#### Study text

Saturday, December 31, 2011


My neurotic self seems to fully activate at the end of the year when I frantically ensure that nothing from the current year rolls over into the new one. For example, I spent most of last night editing photos from my December portrait sessions and cramming them onto my photography blog. I HAD to get them posted before 2012. This morning I got the haircut I sorely needed after three months of growth. I've always cut my "old" hair before the new year. 

But after pausing in my neurotic whirlwind of busyness I remembered to inhale then exhale. The practice of breathing is something I need to incorporate in 2012 since I tend to hold my breath when I'm stressed, agitated, frustrated, depressed, anxious, and tense. For most of 2011 I was all of the above and more. My lack of oxygen perpetuated my unremitting striving, longing, and restlessness always looking for more of what life offered. When I took the photo above it resonated so loudly within me because I related to that woman. I felt the constraints around her and the yearning in her body language spoke to my own. The yearning for whatever it is I sense that there has to be more than what this world can give me. I've felt like a caged bird with clipped wings having no freedom to be herself. Because of my restlessness I turned bitter and sour speaking words of negativity on every aspect of my life. But that was the old me. In less than two hours the world will herald the arrival of the new year and I will discard the muted version of myself that permeated 2011. 

In 2012, I will cease in "functioning in my dysfunction" and "I will believe that my time is yet to come and the Creator of the universe is lining things up in my favor: the right people, the right breaks, the right opportunities. (Thanks Joel Osteen for that valuable nugget.) I will choose faith over fear and stop seeking, striving, longing, and yearning when I know HE has my back. Instead of sour patch candy type words pursing my lips I will boldly speak faith-filled and positive words over every facet of my life. I will simply trust in God's plan for me. 

Out with the old and in with the new. Happy New Year to all of you! May we all OWN 2012! 

Friday, December 30, 2011

Rylee Speak | Part 1


I've kept a journal for Rylee ever since she was born and it's where I write the things she's done, her progress, how she makes me laugh, what I've learned from her, etc. I plan on giving it to her on her 16th birthday but the journal is never accessible when I need it and time robs me of completing a journal entry. So I have decided to document the things that come out of her mouth on my blog to preserve her innocence forever. I, of all people, know too well how quickly those teenage years taint the purity of childhood and with Rylee I try to savor every moment of being a grandmother.

#### Problem description
Extend the blog entries on the new year and Rylee, picking up right after their final sentence.

#### Dataset extract

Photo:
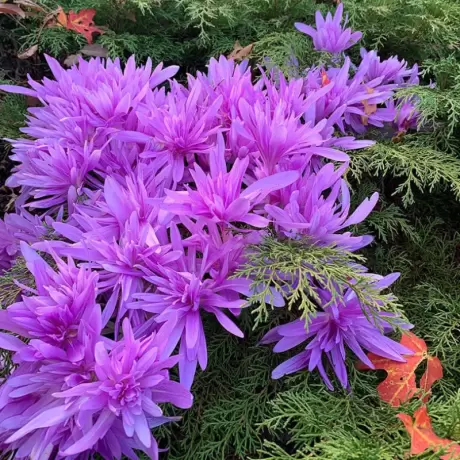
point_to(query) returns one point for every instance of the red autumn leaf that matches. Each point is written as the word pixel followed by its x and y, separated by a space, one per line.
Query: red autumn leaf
pixel 369 109
pixel 400 383
pixel 433 372
pixel 12 9
pixel 240 52
pixel 81 22
pixel 62 17
pixel 424 438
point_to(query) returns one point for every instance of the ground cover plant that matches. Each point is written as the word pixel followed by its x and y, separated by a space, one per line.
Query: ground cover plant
pixel 223 258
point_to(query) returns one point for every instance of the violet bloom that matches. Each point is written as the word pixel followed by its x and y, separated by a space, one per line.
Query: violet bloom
pixel 361 100
pixel 231 82
pixel 329 34
pixel 317 207
pixel 62 307
pixel 56 175
pixel 184 291
pixel 8 247
pixel 140 192
pixel 185 127
pixel 277 136
pixel 122 262
pixel 21 226
pixel 72 132
pixel 342 322
pixel 219 196
pixel 113 411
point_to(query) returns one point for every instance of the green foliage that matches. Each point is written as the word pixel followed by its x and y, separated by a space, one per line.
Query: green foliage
pixel 9 289
pixel 12 110
pixel 413 162
pixel 295 268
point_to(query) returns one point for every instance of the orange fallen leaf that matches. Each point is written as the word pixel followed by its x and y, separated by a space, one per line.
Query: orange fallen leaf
pixel 424 438
pixel 369 109
pixel 12 9
pixel 62 17
pixel 240 52
pixel 81 22
pixel 400 383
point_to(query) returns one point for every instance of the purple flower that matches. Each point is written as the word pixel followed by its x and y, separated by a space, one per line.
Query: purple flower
pixel 351 102
pixel 110 412
pixel 17 227
pixel 342 322
pixel 317 207
pixel 73 130
pixel 62 310
pixel 192 285
pixel 277 136
pixel 231 82
pixel 219 196
pixel 55 175
pixel 185 127
pixel 329 34
pixel 122 262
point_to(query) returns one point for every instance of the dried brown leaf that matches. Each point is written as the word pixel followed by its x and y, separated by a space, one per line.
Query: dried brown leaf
pixel 12 9
pixel 240 52
pixel 29 52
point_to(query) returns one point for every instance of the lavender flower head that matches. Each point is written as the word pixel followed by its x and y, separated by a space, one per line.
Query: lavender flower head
pixel 329 34
pixel 339 324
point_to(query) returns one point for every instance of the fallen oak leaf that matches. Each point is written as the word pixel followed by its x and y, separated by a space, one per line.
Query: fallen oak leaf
pixel 82 22
pixel 400 384
pixel 424 438
pixel 8 8
pixel 61 17
pixel 29 52
pixel 29 4
pixel 433 373
pixel 239 53
pixel 369 109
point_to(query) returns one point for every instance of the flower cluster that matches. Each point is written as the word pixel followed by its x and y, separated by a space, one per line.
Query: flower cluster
pixel 156 194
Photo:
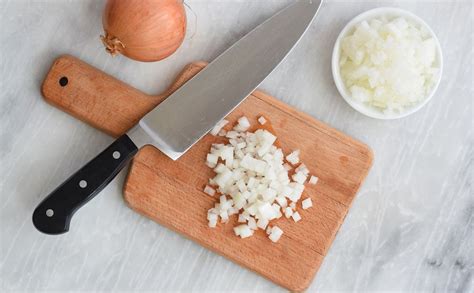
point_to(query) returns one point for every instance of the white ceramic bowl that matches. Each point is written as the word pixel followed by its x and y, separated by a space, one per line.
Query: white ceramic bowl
pixel 361 107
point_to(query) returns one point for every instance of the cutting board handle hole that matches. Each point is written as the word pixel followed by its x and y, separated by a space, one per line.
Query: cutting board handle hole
pixel 63 81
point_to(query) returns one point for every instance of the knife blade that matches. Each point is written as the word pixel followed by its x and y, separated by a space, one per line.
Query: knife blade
pixel 178 122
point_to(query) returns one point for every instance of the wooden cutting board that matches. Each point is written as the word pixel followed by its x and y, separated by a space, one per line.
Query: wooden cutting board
pixel 170 192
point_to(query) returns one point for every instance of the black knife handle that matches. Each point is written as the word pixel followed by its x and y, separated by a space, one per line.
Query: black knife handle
pixel 54 213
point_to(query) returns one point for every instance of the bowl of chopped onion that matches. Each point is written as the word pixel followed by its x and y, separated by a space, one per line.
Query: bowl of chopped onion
pixel 387 63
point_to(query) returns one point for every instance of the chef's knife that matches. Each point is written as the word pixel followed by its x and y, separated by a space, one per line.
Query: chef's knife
pixel 179 121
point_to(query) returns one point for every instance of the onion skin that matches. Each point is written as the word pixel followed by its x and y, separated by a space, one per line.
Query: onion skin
pixel 143 30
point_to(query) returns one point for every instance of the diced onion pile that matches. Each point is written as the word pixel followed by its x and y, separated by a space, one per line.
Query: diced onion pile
pixel 389 63
pixel 253 180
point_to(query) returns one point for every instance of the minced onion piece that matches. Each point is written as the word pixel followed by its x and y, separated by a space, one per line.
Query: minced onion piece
pixel 389 63
pixel 215 131
pixel 243 231
pixel 209 190
pixel 313 180
pixel 294 158
pixel 307 203
pixel 253 180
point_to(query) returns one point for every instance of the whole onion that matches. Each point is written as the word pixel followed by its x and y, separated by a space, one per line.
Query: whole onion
pixel 144 30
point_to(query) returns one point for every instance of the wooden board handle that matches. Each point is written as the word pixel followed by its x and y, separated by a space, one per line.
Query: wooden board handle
pixel 99 99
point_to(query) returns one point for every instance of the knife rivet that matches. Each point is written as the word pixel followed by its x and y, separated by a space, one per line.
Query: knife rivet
pixel 83 184
pixel 63 81
pixel 49 213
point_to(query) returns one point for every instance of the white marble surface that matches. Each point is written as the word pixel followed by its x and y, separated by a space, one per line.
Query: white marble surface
pixel 410 227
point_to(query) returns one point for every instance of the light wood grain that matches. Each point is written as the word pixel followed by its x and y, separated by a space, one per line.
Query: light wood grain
pixel 170 192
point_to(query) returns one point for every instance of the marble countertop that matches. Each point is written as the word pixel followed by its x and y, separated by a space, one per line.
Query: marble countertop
pixel 409 229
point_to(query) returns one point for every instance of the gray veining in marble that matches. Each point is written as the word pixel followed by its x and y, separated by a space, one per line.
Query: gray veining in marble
pixel 410 227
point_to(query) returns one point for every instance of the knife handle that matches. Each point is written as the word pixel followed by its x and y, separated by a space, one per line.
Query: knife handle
pixel 54 213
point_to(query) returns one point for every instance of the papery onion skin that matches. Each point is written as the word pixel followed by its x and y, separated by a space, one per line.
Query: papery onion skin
pixel 144 30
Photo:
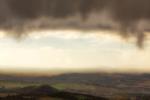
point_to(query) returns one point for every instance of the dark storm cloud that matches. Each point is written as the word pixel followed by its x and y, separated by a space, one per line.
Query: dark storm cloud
pixel 130 17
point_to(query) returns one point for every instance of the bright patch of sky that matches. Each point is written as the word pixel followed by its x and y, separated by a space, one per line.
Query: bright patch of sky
pixel 66 51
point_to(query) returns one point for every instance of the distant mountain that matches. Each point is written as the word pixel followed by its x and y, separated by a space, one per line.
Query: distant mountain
pixel 93 78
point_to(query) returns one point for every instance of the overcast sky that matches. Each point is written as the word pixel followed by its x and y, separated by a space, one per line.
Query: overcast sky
pixel 73 52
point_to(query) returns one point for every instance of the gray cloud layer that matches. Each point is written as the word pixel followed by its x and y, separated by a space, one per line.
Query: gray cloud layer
pixel 130 17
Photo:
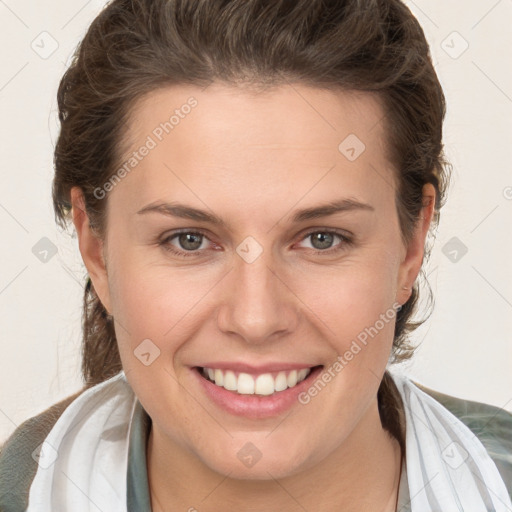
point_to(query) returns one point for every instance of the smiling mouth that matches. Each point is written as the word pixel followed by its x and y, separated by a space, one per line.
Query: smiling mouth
pixel 264 384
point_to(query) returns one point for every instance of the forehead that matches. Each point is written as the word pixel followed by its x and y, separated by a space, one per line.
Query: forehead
pixel 289 141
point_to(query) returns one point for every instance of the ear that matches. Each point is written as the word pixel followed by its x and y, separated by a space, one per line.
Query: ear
pixel 413 259
pixel 91 248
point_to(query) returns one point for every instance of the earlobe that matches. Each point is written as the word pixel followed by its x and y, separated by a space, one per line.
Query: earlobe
pixel 91 248
pixel 411 265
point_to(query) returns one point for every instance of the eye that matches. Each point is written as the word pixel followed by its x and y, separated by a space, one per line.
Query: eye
pixel 190 241
pixel 193 243
pixel 322 241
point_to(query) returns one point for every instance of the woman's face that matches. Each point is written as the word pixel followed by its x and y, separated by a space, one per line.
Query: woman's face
pixel 261 285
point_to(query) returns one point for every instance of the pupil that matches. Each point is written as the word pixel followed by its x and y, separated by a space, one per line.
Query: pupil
pixel 184 241
pixel 322 237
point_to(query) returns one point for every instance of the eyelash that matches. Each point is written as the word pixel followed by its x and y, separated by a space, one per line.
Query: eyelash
pixel 165 243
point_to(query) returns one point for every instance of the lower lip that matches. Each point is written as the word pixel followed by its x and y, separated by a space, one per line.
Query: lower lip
pixel 255 406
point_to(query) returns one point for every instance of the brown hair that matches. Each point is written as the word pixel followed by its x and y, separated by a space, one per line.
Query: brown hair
pixel 134 47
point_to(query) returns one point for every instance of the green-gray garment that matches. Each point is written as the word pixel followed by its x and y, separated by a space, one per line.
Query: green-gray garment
pixel 492 425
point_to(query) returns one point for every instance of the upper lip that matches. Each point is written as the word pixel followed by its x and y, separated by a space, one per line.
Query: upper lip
pixel 256 369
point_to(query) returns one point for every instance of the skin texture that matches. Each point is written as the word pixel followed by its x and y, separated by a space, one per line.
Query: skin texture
pixel 253 160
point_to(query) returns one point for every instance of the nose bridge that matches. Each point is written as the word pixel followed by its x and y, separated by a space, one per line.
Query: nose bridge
pixel 257 304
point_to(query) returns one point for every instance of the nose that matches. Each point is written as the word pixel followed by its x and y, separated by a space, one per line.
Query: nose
pixel 258 304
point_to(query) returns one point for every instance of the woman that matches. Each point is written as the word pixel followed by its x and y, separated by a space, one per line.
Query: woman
pixel 252 185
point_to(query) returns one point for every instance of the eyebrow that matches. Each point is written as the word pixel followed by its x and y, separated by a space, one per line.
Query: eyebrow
pixel 323 210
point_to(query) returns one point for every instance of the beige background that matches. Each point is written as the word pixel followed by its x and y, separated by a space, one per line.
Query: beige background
pixel 466 346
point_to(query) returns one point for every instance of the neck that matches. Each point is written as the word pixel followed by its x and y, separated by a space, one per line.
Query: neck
pixel 363 473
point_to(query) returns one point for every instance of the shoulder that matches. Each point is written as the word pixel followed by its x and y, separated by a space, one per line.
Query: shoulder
pixel 492 425
pixel 17 464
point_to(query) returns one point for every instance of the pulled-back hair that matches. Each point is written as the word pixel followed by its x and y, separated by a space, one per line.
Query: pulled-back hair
pixel 134 47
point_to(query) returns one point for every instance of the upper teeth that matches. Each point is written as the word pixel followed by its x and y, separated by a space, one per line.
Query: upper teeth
pixel 264 384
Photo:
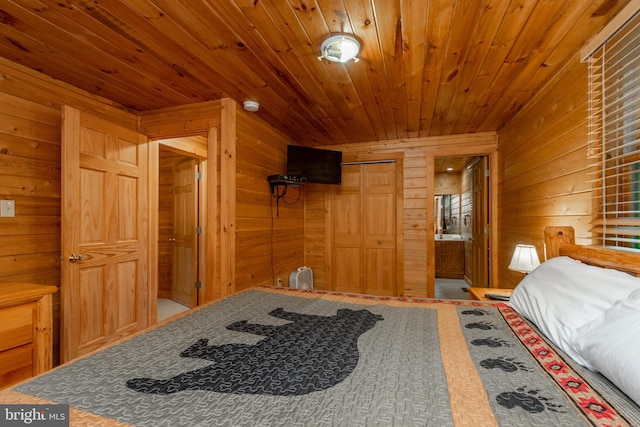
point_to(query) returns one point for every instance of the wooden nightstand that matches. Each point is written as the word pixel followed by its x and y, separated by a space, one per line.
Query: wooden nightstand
pixel 479 294
pixel 25 331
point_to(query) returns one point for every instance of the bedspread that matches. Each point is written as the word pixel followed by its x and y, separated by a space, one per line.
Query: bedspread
pixel 271 357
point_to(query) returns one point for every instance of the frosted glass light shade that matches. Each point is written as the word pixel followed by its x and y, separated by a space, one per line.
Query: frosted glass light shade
pixel 341 48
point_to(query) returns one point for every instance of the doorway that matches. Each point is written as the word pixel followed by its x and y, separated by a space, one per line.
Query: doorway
pixel 180 238
pixel 461 219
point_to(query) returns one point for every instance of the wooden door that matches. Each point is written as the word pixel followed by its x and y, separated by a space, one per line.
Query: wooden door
pixel 480 247
pixel 185 243
pixel 347 263
pixel 365 230
pixel 105 233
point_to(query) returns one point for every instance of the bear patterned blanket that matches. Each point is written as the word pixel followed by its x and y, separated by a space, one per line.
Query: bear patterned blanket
pixel 280 357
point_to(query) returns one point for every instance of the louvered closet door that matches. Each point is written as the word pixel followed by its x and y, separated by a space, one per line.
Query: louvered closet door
pixel 365 230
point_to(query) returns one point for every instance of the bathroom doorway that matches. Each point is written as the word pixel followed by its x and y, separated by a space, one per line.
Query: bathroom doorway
pixel 180 237
pixel 461 224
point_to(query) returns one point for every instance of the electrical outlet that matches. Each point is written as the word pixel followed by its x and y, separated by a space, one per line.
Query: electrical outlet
pixel 7 208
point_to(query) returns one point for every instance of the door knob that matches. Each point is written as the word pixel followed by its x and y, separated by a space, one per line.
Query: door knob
pixel 76 257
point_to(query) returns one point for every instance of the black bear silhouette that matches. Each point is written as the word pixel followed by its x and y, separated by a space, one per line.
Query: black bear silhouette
pixel 490 342
pixel 309 354
pixel 531 401
pixel 507 365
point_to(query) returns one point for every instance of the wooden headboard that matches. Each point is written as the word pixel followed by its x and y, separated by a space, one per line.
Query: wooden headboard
pixel 561 241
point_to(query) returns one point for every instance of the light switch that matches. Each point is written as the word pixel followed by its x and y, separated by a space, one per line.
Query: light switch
pixel 7 208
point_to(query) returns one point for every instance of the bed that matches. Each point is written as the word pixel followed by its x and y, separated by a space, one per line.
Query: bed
pixel 274 356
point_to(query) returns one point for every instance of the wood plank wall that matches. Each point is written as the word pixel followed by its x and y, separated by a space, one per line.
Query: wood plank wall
pixel 544 170
pixel 30 119
pixel 418 219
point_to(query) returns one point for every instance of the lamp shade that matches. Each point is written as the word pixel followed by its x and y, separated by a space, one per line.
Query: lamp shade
pixel 525 259
pixel 340 48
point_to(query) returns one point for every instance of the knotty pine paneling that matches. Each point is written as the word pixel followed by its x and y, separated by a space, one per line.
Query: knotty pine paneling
pixel 544 170
pixel 30 175
pixel 418 210
pixel 269 233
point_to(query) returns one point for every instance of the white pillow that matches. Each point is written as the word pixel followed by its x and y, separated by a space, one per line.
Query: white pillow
pixel 563 294
pixel 611 344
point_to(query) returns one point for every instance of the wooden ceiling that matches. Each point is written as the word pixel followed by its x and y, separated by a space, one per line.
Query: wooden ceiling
pixel 427 67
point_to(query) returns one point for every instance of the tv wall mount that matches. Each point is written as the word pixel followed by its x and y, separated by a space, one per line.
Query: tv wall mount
pixel 285 180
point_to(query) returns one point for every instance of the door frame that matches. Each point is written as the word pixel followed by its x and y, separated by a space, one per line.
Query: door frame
pixel 182 145
pixel 492 155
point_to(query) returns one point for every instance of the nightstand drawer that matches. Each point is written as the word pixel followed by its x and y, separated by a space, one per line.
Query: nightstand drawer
pixel 16 326
pixel 16 364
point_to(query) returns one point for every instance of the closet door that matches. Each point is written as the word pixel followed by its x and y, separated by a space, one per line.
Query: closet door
pixel 105 235
pixel 364 216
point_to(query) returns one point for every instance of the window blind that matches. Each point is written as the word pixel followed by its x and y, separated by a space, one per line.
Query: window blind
pixel 614 137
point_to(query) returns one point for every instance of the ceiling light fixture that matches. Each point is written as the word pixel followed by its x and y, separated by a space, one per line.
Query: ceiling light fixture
pixel 340 48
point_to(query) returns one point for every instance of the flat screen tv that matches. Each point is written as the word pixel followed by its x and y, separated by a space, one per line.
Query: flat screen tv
pixel 315 164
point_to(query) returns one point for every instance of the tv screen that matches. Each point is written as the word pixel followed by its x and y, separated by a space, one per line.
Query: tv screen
pixel 315 164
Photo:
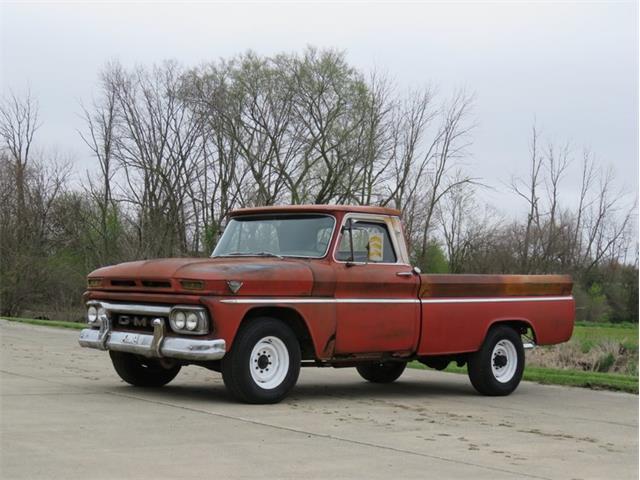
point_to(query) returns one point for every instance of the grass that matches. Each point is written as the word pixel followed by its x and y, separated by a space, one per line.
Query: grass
pixel 47 323
pixel 587 337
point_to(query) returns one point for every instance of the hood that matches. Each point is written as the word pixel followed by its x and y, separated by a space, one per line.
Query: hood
pixel 259 276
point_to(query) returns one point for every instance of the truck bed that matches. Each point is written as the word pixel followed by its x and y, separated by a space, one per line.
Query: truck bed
pixel 458 310
pixel 434 286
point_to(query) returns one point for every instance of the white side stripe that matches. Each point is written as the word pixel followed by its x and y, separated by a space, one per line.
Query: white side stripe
pixel 272 300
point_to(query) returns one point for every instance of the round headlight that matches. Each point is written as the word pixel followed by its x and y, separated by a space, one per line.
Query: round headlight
pixel 192 321
pixel 92 314
pixel 180 320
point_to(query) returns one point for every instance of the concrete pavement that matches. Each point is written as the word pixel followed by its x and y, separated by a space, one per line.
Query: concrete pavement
pixel 65 414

#### Exercise response
Yesterday she accompanied me to my doctor appointment because we lacked babysitters. Before we left for my doctor appointment we had a conversation.

 Rylee: I will call Mama "grandma" because she's a grandma.
Me: Right, but she's not YOUR grandma, I'm your grandma. She's your great-grandma.
Rylee: (indignant) I know that but she's an old lady so she's a grandma!
Me: But I'm an old lady too.
Rylee: (exasperated and rolling her eyes) You're not an old lady! Mama's an old lady. You're a real lady! You're not pickly! (giggles)

On the drive to my appointment I made her promise to keep quiet when we were in the room and not to interrupt my doctor, run around, or speak loudly. Things were going smoothly. She was whispering when she spoke and sat patiently. But I knew it was going to be short-lived.

Dr. P: So what's up with your shoulder, why the pain? Did you lift something very heavy that you weren't supposed to?
Me: (shaking my head) Ummm...nooooo. Nope.
Rylee: (whispering loudly) Uhhh-huuhhh Gramma Nette, remember when you were carrying me and you fell and we were at Papa Romie's house and you were wearing your high heels?!
Me: (Bug-eyed) (Gritting my teeth) Shhh!
Dr. P: (smiling knowingly)

After my doctor appointment she was in her carseat talking a mile a minute. She proceeded to tell me what she wanted for her birthday.

 Rylee: I want Miracle Socks for my birthday, Gramma.
Me: Huh?! Miracle Socks? What's that?
Rylee: (Caressing her legs) They're socks that massage my feet. I want them.
Me: (dumbfounded)

Thursday, December 29, 2011

Focus On Blessings

Last week I exchanged e-mails with my good friend and lamented on my mental and emotional state. "Bean! How could I love God so much and be so unhappy and miserable!?" That night I went to bible study and knew I was done for when the pastor said, "Tonight we are going to talk about how to be happy." It was then that I realized I've been focusing on what I DON'T have, what I can't afford, the gifts I can't buy for my family, how my aunt had a massive stroke and our annual family Christmas party was canceled, how utterly despondent I am at my job, how lame it is that I'm still living with my parents, and my woe-is-me list goes on. 

Why is it so difficult for me to be positive and acknowledge my blessings? Why does it have to take a monumental effort on my part to wake up every morning and be grateful for: 

  • the fact that my dad is still alive when we were so sure he wasn't going to make it this Christmas. 
  • my parents' house that is providing a roof over my head. 
  • my aunt's progress and recovery despite the massive stroke she had. 
  • my kids' and grandchild's health.
  • Ray, who seriously needs an award for having the courage to do life with ME.
  • a job that's paying my bills.
On Christmas eve I looked around at my family and was simply grateful for their presence. With my brother, his wife and 5 kids, my sister, my kids, Rylee, Ray, and John it was a full house replete with joyful noise. We had a tough year but we are resilient. Although times were difficult there were many golden moments in our lives and I NEED TO FOCUS FOCUS FOCUS on them. It really isn't about the amount of presents that surround the Christmas tree but the love of family that surrounds US. And I am grateful for the crazy people I call "family".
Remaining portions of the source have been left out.